#### EXERCÍCIOS PROPOSTOS:
A. Segundo o excerto apresentado, em que país e em que ano foram introduzidas pela primeira vez as autorizações de imigração para efeitos de trabalho?
B. Indique, por favor, os apelidos de todos os autores citados entre parênteses no excerto apresentado.

#### EXCERTO APRESENTADO:

As primeiras ideias referentes ao controlo da entrada e permanência de estrangeiros nos territórios europeus surgiram de forma muito fragmentada. O primeiro instrumento jurídico terá coincidido com a lei francesa do passaporte, de 1797 (ROSENBERG, 2006, 23). A prática estendeu-se a outros países europeus, uma vez que Napoleão a impunha nos territórios que ocupava. Em Portugal, encontram-se referências a controlos administrativos de estrangeiros no Código Administrativo a partir de 1842.
Foi apenas com a doutrina norte-americana da plenary power, afirmada pelo Supreme Court dos Estados Unidos da América nos finais do século XIX, que se consagrou juridicamente o entendimento de que os Estados possuíam um poder soberano destinado a controlar a entrada e permanência de migrantes no território. No célebre caso Chinese Exclusion, de 1889, este tribunal considerou que o Estado detinha um poder absoluto e ilimitado de excluir ou afastar migrantes do território, sendo o mesmo inerente à soberania de qualquer nação e, por isso, independente de qualquer previsão expressa. A Europa recebeu esta ideia, fazendo com que o século XX testemunhasse a generalização dos controlos sistemáticos de entrada e permanência de estrangeiros nos territórios.
Alguns autores referem que a era do controlo das migrações na Europa foi inaugurada com a Lei de Imigração do Reino Unido de 1905, destinada a restringir a entrada no país dos judeus do Leste da Europa (CHÉTAIL, 2014, 31). Por seu turno, as autorizações de imigração para efeitos de trabalho foram introduzidas pela primeira vez na Prússia, em 1907. Mas terá sido a partir da Primeira Guerra Mundial que o postulado soberano de admissão dos estrangeiros foi erigido em verdadeiro paradigma na Europa. Ao mesmo tempo, a comunidade internacional despertava para a questão dos refugiados, em 1922, com o chamado “Passaporte Nansen”, na sequência do acordo firmado em Genebra destinado à proteção de refugiados russos, ao qual se seguiram vários instrumentos tendentes à proteção de determinados grupos de pessoas, como os arménios provenientes da Turquia (1926). Estes documentos lançaram as bases para o princípio fundamental do estatuto dos refugiados: a proibição de repulsão.
A Segunda Grande Guerra trouxe consigo a circulação de um elevado número de migrantes. Ao mesmo tempo, a instabilidade política e económica, a suspeição reinante entre os Estados, a vigilância sobre os desertores e a espionagem, entre outras razões, criaram a necessidade de reforçar o controlo das fronteiras (HOLLIFIELD, 2007, 62). No pós-Guerra encontrava-se já, pois, totalmente generalizada a prática dos controlos migratórios. Ainda assim, nesse período, não se adotou propriamente uma perspetiva restritiva das migrações. Muito pelo contrário, os Estados europeus, desejosos de iniciar a reconstrução dos seus territórios, abriram as fronteiras aos trabalhadores migrantes. Deu-se assim início àquilo que, mais tarde, viria a ser a “política de imigração”: a entrada de estrangeiros no território estadual passou a ser perspetivada como uma estratégia alargada colocada ao serviço dos fins do Estado. Ao mesmo tempo, foram também muitos os que abriram as suas portas para receber com dignidade os perseguidos nos seus países de origem.

#### DADOS FORNECIDOS:
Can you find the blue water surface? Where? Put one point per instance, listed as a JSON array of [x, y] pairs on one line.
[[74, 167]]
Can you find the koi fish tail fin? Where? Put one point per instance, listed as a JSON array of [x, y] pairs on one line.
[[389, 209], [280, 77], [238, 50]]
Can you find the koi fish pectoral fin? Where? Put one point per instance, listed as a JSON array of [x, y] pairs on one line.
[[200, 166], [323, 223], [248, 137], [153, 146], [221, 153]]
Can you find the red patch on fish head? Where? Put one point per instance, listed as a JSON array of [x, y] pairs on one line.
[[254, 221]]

#### SOLUÇÕES POR EXERCÍCIO:
A. Na Prússia, em 1907.

B. ROSENBERG, CHÉTAIL e HOLLIFIELD.